▶ Aim:
Produce a verbatim transcription of the records below, beginning at the line containing "Where can you spot the apartment" and ending at the final line; include only those lines.

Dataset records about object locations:
-- START --
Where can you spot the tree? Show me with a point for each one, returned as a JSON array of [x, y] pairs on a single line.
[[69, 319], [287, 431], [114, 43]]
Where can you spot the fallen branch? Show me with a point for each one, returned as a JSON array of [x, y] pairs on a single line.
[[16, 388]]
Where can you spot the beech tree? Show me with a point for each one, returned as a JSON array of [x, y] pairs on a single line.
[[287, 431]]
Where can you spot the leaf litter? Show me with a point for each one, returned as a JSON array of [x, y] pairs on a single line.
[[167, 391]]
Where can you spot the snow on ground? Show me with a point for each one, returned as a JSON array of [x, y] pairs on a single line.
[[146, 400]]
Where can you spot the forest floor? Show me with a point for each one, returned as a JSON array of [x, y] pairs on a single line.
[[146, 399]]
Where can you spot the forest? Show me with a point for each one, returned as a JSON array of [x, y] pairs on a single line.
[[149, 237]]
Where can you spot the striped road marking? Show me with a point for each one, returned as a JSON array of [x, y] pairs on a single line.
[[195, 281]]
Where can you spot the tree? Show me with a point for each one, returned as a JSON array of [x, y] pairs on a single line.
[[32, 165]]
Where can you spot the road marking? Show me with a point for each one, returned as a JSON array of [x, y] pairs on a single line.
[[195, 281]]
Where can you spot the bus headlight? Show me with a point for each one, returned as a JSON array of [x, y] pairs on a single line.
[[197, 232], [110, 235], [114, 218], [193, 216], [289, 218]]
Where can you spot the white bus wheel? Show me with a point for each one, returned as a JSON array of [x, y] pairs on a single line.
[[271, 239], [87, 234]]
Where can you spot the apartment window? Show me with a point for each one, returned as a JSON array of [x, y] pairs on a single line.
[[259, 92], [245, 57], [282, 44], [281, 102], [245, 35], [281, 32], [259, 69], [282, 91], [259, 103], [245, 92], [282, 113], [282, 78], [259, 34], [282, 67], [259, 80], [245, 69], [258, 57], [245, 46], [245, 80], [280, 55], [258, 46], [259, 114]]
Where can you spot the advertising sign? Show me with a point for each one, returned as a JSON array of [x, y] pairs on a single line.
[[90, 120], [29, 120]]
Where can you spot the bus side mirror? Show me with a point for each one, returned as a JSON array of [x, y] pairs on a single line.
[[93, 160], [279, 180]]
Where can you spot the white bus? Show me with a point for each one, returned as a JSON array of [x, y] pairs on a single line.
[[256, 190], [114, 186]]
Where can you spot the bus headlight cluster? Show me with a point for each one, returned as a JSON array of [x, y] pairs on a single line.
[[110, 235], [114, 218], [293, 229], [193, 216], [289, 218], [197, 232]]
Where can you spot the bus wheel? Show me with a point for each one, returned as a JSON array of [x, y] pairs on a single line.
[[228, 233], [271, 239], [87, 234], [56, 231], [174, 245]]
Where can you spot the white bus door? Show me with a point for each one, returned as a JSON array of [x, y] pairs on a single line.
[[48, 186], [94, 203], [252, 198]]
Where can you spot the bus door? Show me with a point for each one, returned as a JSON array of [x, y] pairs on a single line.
-- END --
▶ The reply:
Where can you spot the apartment window? Show me with a point for each one, returned as a JSON array of [x, y] pairs on a single line.
[[259, 92], [245, 57], [282, 44], [281, 102], [245, 35], [281, 32], [259, 69], [282, 91], [259, 103], [245, 92], [282, 113], [282, 78], [259, 34], [282, 67], [259, 80], [245, 69], [258, 57], [245, 46], [245, 80], [280, 55], [258, 46], [259, 114]]
Where can you spot the advertising sign? Show me with a point for each one, returned as a JSON array of [x, y] pairs on a single line.
[[90, 120], [29, 120]]
Where can you spot the bus side mirror? Show me with a point for each one, returned as a JSON array of [x, y] pairs on a single line.
[[93, 160], [279, 180]]
Where can you spot the white bus? Show me with a point for each one, returned as a JSON array of [x, y] pairs on a single line.
[[256, 190], [114, 186]]
Where can you spot the bus headlight cluster? Show me with a point for each one, returned as a JSON array of [x, y] pairs on a single line.
[[110, 235], [114, 218], [293, 229], [193, 216], [289, 218], [197, 232]]
Where can you spot the bus wheel? Show me with a point for each one, returned as a JSON array of [x, y] pairs on a single line.
[[228, 233], [271, 239], [87, 234], [56, 231], [174, 245]]
Where can you spot the white bus door? Show me with a point for each one, returned as a JSON array of [x, y] pairs on a single line.
[[48, 186], [94, 203], [252, 198]]
Where can you spot the bus door? Show me with a point for each one, returned as a JSON array of [x, y] pairs on a single line.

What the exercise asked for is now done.